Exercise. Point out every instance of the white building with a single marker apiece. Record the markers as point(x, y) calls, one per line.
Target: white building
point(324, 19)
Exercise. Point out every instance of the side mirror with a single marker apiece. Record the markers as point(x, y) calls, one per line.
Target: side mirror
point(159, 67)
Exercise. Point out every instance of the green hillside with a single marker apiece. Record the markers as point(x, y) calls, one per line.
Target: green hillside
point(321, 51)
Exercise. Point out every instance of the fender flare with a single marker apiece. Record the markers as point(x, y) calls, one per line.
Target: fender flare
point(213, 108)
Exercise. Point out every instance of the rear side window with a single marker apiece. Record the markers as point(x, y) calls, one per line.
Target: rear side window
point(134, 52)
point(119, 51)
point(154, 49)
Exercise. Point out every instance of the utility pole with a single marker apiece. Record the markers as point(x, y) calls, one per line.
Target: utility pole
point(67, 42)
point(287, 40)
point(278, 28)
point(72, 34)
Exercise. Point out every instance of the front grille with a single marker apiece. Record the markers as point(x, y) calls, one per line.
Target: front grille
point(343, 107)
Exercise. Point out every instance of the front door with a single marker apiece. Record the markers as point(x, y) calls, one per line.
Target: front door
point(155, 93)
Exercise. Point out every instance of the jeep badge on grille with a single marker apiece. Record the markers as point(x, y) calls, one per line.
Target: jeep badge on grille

TASK REQUIREMENTS:
Arrange every line of the records above into a Markdown table with a Row column for the line number and a Line column for the line itself, skipping blank lines.

EXERCISE RESPONSE:
| Row | Line |
|---|---|
| 1 | Exercise. Point out every instance of the white building with a single marker apiece. Record the markers as point(x, y) calls, one per line. |
| 2 | Target: white building |
| 3 | point(324, 19) |
| 4 | Exercise. Point out every instance of the side mirror with a single marker apiece. Record the markers as point(x, y) calls, one per line. |
| 5 | Target: side mirror |
| 6 | point(159, 67) |
| 7 | Exercise. Point out every instance of the green hillside with a single marker apiece. Record the markers as point(x, y) calls, one per line. |
| 8 | Target: green hillside |
| 9 | point(321, 51) |
| 10 | Exercise. Point out every instance of the fender flare with a single marker apiece. Record the markers as point(x, y) calls, one per line. |
| 11 | Target: fender flare |
| 12 | point(213, 108) |
| 13 | Exercise. Point out every instance of the rear side window with a single marker apiece. Record the markers as point(x, y) calls, one per line. |
| 14 | Target: rear side window |
| 15 | point(134, 52) |
| 16 | point(119, 51) |
| 17 | point(154, 49) |
| 18 | Exercise. Point out every instance of the utility pole with a single marker apiece. Record the markers as point(x, y) calls, one per line. |
| 19 | Target: utility pole |
| 20 | point(67, 42) |
| 21 | point(287, 40) |
| 22 | point(278, 28) |
| 23 | point(72, 34) |
| 24 | Exercise. Point out every instance of the front grille with a single marker apiece. Record the markers as point(x, y) calls, one per line. |
| 25 | Target: front grille |
| 26 | point(343, 107) |
| 27 | Exercise. Point out every instance of the front door with a single marker apiece. Record the markers as point(x, y) calls, one per line. |
| 28 | Target: front door |
| 29 | point(155, 93) |
| 30 | Exercise. Point out every instance of the jeep badge on grille with a single marker apiece. Record the markers as point(x, y) calls, one per line. |
| 31 | Target: jeep badge on grille |